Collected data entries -
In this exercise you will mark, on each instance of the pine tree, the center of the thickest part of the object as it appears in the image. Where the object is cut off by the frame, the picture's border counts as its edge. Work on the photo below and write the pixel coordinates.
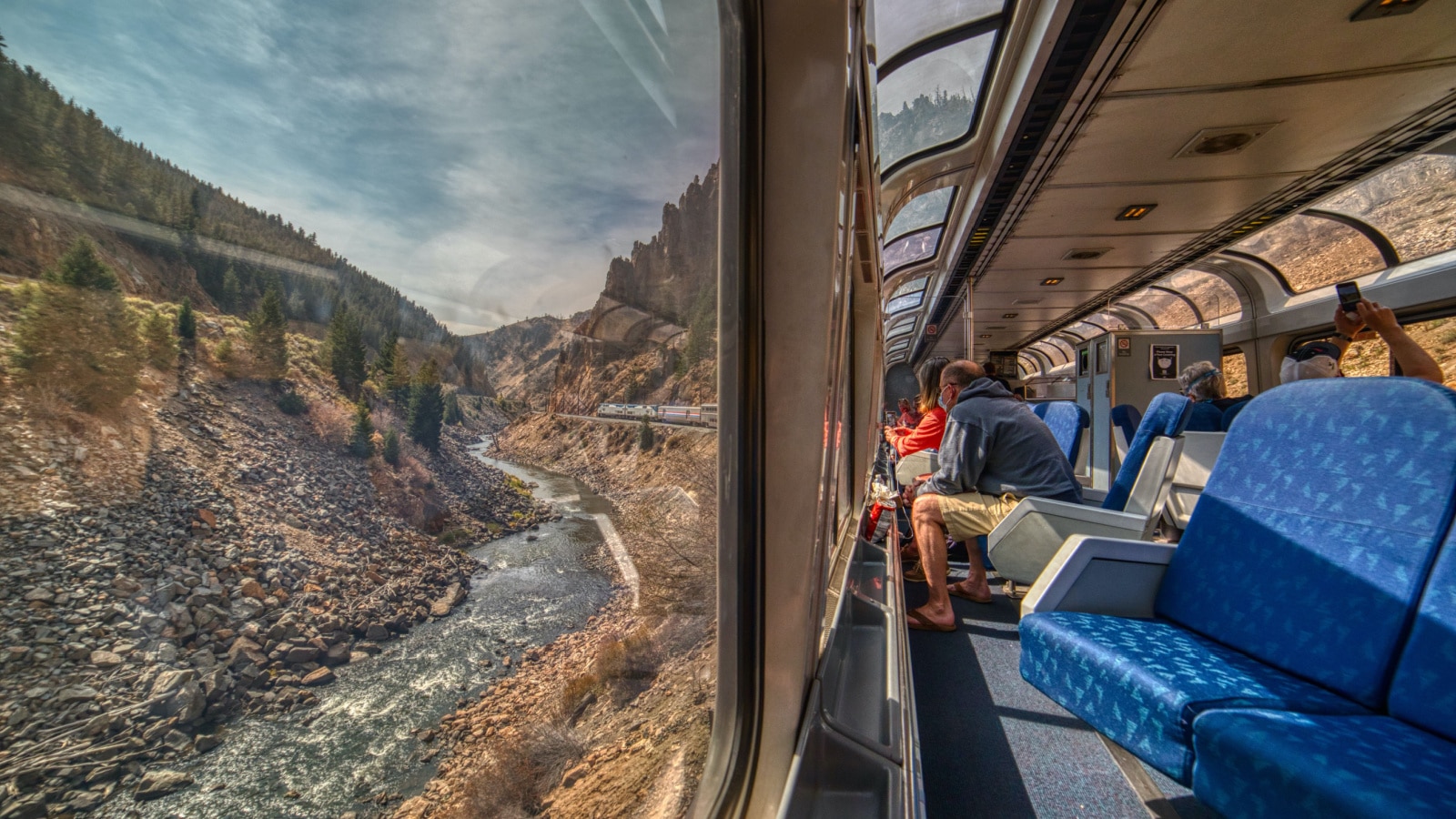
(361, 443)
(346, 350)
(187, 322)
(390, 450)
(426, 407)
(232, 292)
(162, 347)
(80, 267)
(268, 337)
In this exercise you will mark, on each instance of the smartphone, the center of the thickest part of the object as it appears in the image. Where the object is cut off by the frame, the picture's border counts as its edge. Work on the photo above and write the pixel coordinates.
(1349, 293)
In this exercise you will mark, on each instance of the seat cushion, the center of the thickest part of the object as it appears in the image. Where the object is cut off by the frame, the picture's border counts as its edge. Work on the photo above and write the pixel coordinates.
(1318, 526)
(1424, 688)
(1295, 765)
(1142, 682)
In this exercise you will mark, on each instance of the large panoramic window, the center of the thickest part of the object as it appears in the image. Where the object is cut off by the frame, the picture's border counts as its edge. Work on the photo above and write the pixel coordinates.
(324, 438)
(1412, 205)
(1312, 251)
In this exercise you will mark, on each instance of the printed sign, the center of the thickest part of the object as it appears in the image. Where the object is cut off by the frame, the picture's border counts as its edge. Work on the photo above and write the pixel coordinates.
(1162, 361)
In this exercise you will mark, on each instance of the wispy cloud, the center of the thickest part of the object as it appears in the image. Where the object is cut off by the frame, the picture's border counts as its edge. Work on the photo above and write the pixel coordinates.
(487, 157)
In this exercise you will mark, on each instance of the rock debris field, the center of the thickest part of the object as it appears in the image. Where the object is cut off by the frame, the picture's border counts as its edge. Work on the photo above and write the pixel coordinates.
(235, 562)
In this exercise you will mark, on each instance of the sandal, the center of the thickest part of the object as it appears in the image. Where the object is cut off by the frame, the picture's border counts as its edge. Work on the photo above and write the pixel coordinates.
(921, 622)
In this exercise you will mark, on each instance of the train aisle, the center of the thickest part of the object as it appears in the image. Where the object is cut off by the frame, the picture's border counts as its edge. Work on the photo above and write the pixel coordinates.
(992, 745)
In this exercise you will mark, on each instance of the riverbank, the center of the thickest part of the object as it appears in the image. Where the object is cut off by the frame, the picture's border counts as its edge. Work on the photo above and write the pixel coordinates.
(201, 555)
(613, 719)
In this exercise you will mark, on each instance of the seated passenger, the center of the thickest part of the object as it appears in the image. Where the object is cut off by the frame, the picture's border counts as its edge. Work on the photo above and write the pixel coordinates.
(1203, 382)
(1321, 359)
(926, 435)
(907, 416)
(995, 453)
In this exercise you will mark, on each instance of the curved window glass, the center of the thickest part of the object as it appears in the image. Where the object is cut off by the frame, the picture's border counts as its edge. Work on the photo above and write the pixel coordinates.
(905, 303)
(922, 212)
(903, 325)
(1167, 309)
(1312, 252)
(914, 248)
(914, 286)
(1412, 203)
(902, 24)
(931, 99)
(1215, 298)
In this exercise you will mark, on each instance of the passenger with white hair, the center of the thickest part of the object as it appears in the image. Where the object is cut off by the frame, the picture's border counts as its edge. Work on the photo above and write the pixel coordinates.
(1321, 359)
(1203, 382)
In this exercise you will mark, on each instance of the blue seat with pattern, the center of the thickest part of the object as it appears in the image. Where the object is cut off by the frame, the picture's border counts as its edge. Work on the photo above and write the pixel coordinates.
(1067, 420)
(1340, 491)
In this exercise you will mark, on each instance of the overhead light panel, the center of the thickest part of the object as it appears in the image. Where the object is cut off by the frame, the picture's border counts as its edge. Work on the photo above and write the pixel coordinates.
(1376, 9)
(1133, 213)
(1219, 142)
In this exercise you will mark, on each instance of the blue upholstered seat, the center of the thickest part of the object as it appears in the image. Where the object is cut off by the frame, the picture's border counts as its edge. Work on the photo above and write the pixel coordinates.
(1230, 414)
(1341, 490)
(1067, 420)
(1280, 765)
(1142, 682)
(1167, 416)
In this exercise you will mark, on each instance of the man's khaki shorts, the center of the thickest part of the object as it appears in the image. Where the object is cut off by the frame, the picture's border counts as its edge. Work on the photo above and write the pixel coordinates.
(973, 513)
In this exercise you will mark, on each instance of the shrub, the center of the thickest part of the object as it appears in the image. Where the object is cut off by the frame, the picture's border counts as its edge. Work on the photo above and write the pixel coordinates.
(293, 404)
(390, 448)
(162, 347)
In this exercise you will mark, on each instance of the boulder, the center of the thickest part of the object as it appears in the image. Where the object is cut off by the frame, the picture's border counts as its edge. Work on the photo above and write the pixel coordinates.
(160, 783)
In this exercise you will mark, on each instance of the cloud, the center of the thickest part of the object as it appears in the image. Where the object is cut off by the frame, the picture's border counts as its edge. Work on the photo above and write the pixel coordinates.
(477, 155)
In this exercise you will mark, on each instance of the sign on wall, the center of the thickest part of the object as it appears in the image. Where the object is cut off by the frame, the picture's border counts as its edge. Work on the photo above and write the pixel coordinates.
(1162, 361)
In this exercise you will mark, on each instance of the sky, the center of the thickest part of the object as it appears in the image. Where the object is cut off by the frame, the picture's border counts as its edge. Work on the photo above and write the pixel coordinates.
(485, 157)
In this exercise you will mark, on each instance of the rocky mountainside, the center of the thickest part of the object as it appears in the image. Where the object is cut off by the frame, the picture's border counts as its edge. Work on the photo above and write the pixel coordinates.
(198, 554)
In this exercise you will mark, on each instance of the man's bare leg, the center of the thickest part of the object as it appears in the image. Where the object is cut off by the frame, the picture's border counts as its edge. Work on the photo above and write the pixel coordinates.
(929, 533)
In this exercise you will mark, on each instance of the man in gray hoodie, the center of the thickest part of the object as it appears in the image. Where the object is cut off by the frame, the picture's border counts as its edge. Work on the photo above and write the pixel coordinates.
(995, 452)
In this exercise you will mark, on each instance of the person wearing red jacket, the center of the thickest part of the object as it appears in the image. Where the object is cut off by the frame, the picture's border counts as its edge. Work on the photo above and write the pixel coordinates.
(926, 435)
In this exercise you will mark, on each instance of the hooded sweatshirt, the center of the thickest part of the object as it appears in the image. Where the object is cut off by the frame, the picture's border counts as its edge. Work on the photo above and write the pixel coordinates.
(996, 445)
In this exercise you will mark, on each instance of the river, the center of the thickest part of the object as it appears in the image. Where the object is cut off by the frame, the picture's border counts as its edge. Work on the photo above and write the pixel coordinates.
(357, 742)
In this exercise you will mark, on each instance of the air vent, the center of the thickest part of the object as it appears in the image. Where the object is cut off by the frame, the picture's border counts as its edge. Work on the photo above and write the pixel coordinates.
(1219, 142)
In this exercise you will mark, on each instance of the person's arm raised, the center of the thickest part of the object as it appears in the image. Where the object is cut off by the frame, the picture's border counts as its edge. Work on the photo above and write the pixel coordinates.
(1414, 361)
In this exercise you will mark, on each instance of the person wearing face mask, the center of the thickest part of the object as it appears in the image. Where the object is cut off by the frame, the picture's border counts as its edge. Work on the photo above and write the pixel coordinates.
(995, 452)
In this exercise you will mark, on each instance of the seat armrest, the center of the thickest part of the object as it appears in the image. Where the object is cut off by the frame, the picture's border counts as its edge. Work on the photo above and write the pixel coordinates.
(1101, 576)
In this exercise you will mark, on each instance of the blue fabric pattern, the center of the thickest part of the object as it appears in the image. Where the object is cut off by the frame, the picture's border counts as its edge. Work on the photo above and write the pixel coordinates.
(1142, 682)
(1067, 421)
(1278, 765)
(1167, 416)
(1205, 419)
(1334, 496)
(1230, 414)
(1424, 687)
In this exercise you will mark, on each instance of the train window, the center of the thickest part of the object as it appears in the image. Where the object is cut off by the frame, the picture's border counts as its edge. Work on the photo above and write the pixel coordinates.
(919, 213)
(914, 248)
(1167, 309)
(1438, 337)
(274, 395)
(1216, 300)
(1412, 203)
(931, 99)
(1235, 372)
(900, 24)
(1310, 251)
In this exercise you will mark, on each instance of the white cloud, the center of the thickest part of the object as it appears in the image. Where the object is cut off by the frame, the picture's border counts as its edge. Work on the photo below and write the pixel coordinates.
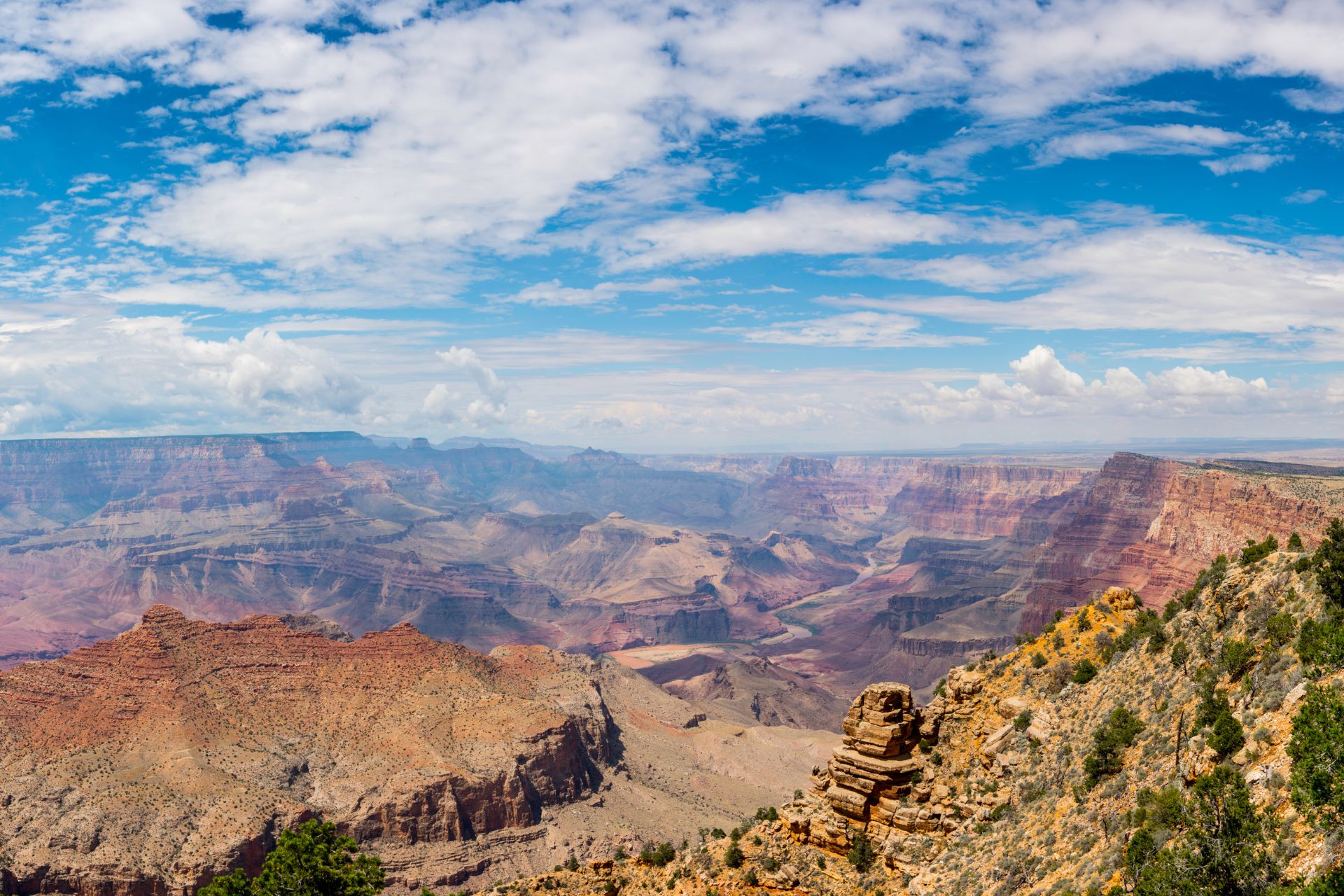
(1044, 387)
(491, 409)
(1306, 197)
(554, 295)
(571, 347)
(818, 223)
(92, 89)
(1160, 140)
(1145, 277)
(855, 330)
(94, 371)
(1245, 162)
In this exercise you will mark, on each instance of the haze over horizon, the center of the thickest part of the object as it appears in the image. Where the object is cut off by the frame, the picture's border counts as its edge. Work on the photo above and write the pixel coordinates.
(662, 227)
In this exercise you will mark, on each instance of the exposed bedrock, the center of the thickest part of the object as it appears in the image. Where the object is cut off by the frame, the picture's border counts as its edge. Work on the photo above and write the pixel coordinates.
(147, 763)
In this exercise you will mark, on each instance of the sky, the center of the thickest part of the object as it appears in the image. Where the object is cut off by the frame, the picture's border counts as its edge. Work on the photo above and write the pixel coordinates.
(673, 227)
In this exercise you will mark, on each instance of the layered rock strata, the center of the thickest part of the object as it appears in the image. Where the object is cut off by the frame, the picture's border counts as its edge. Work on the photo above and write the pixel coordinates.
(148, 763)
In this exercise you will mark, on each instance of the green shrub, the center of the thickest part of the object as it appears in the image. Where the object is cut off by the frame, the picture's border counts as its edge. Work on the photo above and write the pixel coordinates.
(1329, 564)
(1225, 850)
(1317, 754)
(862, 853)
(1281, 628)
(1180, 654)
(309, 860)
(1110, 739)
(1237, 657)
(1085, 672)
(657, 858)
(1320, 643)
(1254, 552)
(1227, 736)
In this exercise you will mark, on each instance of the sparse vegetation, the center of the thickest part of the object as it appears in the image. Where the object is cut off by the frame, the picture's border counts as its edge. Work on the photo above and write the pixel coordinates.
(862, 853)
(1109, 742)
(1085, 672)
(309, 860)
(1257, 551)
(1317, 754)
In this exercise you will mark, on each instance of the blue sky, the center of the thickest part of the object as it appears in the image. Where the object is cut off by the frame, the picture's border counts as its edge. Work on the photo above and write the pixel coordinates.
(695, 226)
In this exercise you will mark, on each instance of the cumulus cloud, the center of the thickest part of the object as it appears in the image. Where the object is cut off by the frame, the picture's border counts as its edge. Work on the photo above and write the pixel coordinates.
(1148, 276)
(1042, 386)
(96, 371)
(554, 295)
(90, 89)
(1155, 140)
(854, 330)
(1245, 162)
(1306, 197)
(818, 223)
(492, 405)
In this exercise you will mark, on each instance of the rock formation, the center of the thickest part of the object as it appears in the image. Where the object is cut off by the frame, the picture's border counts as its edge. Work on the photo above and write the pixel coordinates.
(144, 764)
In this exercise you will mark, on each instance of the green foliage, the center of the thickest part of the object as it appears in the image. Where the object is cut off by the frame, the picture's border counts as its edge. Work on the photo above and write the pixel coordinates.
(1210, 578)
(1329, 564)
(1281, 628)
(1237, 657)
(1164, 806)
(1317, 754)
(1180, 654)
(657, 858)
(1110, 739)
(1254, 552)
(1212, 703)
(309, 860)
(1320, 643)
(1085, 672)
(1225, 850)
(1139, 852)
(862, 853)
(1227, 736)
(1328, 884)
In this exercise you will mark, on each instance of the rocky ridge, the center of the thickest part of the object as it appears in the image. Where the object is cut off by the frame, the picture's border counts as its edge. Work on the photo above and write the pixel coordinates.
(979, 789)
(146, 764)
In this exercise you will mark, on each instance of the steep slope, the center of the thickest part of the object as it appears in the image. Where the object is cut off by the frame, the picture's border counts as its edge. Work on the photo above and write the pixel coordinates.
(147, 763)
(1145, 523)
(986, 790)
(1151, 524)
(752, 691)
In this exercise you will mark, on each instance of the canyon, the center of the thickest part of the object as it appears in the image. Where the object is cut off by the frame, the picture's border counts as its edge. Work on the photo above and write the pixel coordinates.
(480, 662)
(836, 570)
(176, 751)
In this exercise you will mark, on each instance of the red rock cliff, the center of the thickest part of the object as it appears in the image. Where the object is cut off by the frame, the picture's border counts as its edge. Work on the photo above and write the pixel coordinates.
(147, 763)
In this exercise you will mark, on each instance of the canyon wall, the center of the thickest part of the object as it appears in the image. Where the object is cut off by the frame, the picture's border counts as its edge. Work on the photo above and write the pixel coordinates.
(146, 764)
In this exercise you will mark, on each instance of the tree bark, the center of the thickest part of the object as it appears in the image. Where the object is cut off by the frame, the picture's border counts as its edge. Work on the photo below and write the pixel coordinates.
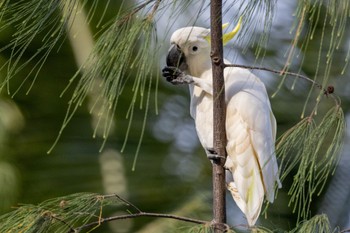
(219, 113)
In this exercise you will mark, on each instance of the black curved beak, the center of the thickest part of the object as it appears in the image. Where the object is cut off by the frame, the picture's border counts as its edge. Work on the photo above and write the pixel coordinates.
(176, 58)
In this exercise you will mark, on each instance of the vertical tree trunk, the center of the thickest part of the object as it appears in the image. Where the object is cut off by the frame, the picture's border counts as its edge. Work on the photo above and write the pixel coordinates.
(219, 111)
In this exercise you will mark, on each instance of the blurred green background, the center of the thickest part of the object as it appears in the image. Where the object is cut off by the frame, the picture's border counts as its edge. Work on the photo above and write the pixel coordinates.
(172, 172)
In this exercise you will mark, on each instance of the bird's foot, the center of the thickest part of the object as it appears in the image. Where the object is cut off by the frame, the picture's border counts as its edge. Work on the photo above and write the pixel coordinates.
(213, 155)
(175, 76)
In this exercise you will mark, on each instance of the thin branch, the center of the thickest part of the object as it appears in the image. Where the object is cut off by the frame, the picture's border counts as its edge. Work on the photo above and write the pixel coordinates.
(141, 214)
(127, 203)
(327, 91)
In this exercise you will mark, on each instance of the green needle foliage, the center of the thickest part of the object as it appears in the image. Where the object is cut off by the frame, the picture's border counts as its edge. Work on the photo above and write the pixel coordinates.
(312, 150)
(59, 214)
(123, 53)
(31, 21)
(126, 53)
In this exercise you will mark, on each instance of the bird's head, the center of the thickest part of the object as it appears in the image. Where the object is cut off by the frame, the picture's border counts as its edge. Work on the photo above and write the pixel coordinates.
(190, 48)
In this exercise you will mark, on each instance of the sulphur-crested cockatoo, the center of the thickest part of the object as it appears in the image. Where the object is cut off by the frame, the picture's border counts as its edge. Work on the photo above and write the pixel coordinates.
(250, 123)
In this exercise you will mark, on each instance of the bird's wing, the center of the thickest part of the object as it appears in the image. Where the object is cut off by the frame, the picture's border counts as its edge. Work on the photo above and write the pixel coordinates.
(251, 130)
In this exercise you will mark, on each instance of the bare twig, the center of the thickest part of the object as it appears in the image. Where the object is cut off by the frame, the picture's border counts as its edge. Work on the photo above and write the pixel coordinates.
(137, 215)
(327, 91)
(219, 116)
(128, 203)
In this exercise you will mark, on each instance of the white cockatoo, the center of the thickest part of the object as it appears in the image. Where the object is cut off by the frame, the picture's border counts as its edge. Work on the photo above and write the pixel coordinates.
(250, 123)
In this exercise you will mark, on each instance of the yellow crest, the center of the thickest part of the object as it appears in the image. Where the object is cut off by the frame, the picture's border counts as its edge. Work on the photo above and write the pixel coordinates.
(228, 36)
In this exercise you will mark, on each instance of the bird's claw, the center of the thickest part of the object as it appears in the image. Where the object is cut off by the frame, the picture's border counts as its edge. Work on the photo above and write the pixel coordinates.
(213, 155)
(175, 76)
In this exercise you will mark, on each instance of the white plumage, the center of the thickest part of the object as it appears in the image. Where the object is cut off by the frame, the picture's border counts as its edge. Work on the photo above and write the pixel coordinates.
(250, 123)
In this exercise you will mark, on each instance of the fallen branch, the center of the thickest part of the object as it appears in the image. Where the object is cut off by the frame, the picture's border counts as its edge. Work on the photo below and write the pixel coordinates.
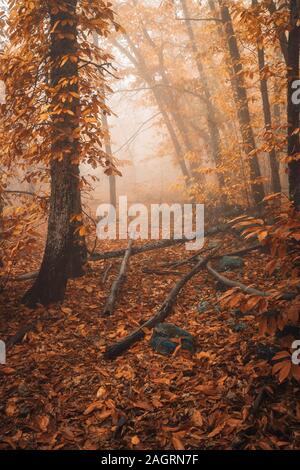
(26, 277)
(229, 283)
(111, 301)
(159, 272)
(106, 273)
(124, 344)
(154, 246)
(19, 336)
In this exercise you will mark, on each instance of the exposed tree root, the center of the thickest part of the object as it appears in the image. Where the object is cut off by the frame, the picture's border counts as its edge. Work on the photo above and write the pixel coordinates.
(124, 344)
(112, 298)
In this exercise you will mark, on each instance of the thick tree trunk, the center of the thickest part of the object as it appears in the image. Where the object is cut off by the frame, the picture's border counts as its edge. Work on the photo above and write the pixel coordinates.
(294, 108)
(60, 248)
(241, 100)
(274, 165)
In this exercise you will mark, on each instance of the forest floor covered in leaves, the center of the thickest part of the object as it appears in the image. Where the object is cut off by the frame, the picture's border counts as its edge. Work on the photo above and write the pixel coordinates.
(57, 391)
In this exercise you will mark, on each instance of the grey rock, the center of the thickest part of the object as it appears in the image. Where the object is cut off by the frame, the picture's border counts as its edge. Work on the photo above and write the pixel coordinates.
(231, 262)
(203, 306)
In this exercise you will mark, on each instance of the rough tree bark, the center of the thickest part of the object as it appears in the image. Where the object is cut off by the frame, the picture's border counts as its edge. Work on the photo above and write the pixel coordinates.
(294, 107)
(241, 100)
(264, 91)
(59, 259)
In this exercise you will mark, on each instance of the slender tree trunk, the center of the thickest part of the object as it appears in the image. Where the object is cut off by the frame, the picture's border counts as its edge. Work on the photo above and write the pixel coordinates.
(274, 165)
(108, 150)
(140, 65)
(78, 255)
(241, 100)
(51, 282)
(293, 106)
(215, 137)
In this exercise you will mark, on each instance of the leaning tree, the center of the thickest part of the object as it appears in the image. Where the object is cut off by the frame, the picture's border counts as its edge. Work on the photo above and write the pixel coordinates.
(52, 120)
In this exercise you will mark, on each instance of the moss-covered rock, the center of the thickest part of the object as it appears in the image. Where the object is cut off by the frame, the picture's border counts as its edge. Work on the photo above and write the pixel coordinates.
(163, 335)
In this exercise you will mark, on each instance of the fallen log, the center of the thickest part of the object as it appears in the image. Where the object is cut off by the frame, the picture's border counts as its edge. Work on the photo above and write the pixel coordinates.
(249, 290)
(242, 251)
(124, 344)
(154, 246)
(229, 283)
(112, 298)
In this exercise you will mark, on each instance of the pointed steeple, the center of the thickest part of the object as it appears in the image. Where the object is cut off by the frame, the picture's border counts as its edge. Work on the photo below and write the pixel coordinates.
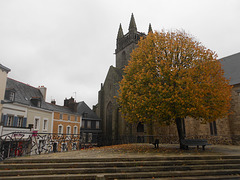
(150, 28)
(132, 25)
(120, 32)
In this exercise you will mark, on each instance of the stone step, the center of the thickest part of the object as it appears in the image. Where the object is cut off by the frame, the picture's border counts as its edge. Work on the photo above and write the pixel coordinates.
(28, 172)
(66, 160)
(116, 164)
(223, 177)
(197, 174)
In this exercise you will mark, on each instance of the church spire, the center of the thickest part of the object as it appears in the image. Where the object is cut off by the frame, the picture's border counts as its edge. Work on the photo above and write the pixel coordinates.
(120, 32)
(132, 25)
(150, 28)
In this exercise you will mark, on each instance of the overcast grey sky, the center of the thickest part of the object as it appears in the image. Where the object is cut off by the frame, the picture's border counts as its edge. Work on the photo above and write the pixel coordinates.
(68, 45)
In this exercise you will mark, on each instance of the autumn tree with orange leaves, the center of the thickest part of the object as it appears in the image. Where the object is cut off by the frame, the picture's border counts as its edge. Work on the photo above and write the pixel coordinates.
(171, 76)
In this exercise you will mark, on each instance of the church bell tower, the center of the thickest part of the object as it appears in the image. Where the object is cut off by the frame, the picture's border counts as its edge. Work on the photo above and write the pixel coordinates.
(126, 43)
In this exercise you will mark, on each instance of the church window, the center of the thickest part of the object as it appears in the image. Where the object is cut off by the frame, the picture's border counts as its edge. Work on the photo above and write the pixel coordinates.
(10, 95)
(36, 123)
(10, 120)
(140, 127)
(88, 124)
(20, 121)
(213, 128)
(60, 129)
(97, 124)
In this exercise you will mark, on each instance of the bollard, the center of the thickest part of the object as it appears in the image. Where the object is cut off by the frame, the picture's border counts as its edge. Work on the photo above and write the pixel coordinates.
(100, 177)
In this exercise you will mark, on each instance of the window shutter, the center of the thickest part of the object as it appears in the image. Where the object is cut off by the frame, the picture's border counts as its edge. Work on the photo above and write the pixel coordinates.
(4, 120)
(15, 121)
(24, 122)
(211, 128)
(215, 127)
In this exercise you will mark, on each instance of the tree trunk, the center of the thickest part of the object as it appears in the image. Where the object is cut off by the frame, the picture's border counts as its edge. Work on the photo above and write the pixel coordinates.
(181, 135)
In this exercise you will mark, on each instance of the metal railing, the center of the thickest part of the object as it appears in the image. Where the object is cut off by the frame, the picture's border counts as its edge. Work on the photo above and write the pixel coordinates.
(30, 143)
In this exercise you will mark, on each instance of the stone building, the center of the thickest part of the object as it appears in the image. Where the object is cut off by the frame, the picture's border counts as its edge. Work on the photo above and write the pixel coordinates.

TASK PROMPT -
Format the stretch of the data above from the line containing "of the passenger" through the line containing "(1340, 491)" as a numbered list, leaving out any blank lines.

EXERCISE RESPONSE -
1. In this exercise you will mark, on each instance of the passenger with white hair, the center of the thickest part of the object as it appears in the image. Where the object is cut off by the frame, the picture's border counts as its edge. Work on the photo above and write the pixel coordinates.
2. (1321, 359)
3. (1203, 382)
4. In this exercise you will mark, on each instance of the blue seat with pattern, the center of the thickest part of the object as it appears in the image. Where the object is cut off by the frame, the picture's border counts as its edge. Work on the photo above and write the pixel coordinates.
5. (1067, 420)
6. (1340, 491)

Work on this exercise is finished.